**Brano proposto**
========================
Luigi Pulci, affresco, Filippino Lippi, Cappella Brancacci, Firenze, dettaglio

link: Luigi Pulci (1432-1484)

Il Morgante di Luigi Pulci è una delle opere più originali della stagione umanistica fiorentina.
Scritto su commissione di Lucrezia Tornabuoni, madre di Lorenzo il Magnifico e lei stessa poetessa, il Morgante è un poema cavalleresco parodico.
Il mondo di Carlo Magno e di Orlando, che popolava i cantari popolari del trecento e prima ancora le famose chansons de geste francesi, viene raccontato in chiave comica. Eretico e dissacratore Pulci in uno stile originale e molto lontano dall’ideale di perfezione e decoro proprio dei poeti umanisti, racconta un mondo sproporzionato e irrazionale, dominato dalle passioni più basse e vili, dove accanto ai cavalieri degli antichi romanzi sono protagonisti il gigante Morgante e il suo compagno, il mezzo gigante Margutte.

Orlando, irato per le calunnie che Gano di Maganza racconta su di lui a Carlo Magno, si allontana dall’accampamento dell’imperatore e incontra, in un deserto al confine tra i Cristiani e i Pagani, una badia di monaci, terrorizzati da tre giganti, che vivono su una montagna sopra di loro. Orlando sale sulla montagna per uccidere i giganti, due li uccide, ma il terzo, Morgante, che gli dice di essere diventato cristiano, dopo un sogno premonitore, proprio in quel momento, lo conduce con sé: ha così inizio il poema di Pulci.
Dopo mille avventure al seguito di Orlando un giorno su un crocicchio Morgante incontra Margutte, un mezzo gigante eretico e malvagissimo, che ha tutti i vizi possibili immaginabili, e che diviene suo compagno di viaggio, fino a quando non muore di risate per aver visto una scimmia con indosso i suoi stivali.

canto XIX ottave 144-149
Morgante, come lo vede a giacere,
gli stivaletti di gamba gli trasse
ed appiattògli, per aver piacere,
un po’ discosto, quando e’ si destasse.
Margutte russa, e colui sta a vedere;
poi lo destava, perché e’ s’adirasse.
Margutte si rizzò, come e’ fu desto,
e degli usatti s’accorgeva presto;

e disse: – Tu se’ pur, Morgante, strano:
io veggo che tu m’hai tolti gli usatti,
e fusti sempre mai sconcio e villano. –
Disse Morgante: – Apponti ov’io gli ho piatti:
e’ son qui intorno poco di lontano:
questo è per mille oltraggi tu m’hai fatti. –
Margutte guata, e non gli ritrovava;
e cerca pure, e seco borbottava.
========================
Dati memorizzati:
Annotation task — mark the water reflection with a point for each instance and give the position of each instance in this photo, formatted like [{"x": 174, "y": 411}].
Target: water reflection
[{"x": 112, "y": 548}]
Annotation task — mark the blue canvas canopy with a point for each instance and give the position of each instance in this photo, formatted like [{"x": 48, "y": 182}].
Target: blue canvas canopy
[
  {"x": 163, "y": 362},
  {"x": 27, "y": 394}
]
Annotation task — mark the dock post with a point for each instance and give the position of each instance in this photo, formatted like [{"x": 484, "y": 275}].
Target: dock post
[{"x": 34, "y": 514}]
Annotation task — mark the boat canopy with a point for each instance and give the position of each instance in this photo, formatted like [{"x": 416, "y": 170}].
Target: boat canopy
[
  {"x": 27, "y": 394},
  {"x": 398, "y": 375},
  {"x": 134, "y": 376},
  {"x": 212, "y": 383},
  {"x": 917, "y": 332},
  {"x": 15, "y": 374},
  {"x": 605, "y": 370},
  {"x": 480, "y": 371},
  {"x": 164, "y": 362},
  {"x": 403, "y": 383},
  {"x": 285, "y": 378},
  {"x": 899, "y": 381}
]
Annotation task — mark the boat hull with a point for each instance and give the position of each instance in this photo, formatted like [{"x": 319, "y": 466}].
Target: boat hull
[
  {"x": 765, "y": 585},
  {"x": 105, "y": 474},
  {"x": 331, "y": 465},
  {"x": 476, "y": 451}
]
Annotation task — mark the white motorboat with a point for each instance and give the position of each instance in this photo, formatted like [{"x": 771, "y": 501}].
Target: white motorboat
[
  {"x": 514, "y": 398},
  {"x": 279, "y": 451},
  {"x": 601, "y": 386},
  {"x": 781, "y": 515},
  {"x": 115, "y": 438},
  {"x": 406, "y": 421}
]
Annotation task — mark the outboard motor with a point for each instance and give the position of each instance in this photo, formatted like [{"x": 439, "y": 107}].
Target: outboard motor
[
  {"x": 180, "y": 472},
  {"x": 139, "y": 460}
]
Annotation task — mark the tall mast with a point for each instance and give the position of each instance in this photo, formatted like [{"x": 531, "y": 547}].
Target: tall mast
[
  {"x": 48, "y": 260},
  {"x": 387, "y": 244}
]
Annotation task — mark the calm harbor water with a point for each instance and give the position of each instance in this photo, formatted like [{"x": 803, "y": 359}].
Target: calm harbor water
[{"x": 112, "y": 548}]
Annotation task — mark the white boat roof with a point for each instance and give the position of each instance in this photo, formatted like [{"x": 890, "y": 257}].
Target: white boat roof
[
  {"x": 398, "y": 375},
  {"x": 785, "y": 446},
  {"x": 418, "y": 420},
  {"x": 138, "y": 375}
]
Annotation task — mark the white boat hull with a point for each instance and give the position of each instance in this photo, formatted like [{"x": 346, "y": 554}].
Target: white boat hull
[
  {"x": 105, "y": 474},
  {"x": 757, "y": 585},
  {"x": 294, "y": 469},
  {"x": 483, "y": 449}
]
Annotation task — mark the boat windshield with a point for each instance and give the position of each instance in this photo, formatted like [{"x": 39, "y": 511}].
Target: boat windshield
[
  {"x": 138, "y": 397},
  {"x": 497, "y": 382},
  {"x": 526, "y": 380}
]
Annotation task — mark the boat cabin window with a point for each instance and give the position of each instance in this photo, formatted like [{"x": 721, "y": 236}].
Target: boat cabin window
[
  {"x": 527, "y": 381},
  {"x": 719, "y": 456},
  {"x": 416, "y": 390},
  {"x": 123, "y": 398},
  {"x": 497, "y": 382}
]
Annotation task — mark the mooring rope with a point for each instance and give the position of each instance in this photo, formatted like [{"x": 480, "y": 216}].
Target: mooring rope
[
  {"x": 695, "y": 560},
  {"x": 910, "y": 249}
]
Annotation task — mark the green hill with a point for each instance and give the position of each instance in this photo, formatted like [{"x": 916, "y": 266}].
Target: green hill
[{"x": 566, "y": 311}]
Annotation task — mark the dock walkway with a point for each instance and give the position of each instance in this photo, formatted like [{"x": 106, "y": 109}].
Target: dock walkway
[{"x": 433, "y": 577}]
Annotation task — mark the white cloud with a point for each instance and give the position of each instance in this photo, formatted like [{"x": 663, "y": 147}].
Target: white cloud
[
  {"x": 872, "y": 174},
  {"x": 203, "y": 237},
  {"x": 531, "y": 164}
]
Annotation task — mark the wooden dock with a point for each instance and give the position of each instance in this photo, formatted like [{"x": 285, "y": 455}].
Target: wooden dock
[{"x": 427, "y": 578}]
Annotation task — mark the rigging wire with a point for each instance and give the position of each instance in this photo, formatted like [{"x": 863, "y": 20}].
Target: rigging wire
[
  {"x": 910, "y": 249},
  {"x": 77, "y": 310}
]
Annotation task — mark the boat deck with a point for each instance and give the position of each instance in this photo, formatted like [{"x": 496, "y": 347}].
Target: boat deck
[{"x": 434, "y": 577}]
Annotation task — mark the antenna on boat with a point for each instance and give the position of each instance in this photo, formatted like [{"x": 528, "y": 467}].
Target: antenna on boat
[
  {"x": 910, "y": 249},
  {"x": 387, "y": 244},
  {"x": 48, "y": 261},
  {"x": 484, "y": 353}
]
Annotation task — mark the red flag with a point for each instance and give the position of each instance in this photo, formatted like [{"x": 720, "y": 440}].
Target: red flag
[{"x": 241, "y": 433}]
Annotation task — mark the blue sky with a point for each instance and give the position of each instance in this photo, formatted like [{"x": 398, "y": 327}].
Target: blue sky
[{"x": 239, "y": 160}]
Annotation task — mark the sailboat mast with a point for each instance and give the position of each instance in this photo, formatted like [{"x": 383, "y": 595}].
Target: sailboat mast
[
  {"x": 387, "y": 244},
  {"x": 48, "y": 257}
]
========================
**Consegne da svolgere**
1. Rispondi in breve a queste domande sul brano sul Morgante:
(a) Su commissione di chi fu scritto il Morgante?
(b) Quanti giganti vivono sulla montagna sopra la badia?
(c) Di che cosa muore Margutte?
2. Riporta parola per parola il passo del brano sul Morgante da "canto XIX ottave" a "perché e’ s’adirasse.".

**Risposte in ordine**
1.
(a) Di Lucrezia Tornabuoni, madre di Lorenzo il Magnifico.
(b) Tre.
(c) Muore di risate per aver visto una scimmia con indosso i suoi stivali.

2.
canto XIX ottave 144-149
Morgante, come lo vede a giacere,
gli stivaletti di gamba gli trasse
ed appiattògli, per aver piacere,
un po’ discosto, quando e’ si destasse.
Margutte russa, e colui sta a vedere;
poi lo destava, perché e’ s’adirasse.